**Exercise description**.
Rewrite the lines of these items with "keypoint" replaced by "marker" and nothing else changed, leaving the pictures out.

**Stored records**.

[start]

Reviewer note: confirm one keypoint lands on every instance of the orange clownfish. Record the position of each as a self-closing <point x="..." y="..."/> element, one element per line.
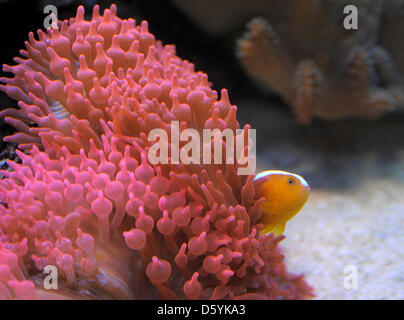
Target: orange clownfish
<point x="285" y="194"/>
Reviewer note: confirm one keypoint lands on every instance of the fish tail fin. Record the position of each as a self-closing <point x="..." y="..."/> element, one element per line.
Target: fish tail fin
<point x="276" y="229"/>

[end]

**Answer to the task**.
Reviewer note: confirm one marker lands on every instance of the orange clownfish. Record the position of each as a self-closing <point x="..." y="..."/> element, one element per line.
Target: orange clownfish
<point x="285" y="194"/>
Reviewer note: confirm one marker lands on every instance of the fish tail fin. Record the position of each as a self-closing <point x="..." y="..."/> element, one element per line.
Target: fish tail fin
<point x="276" y="229"/>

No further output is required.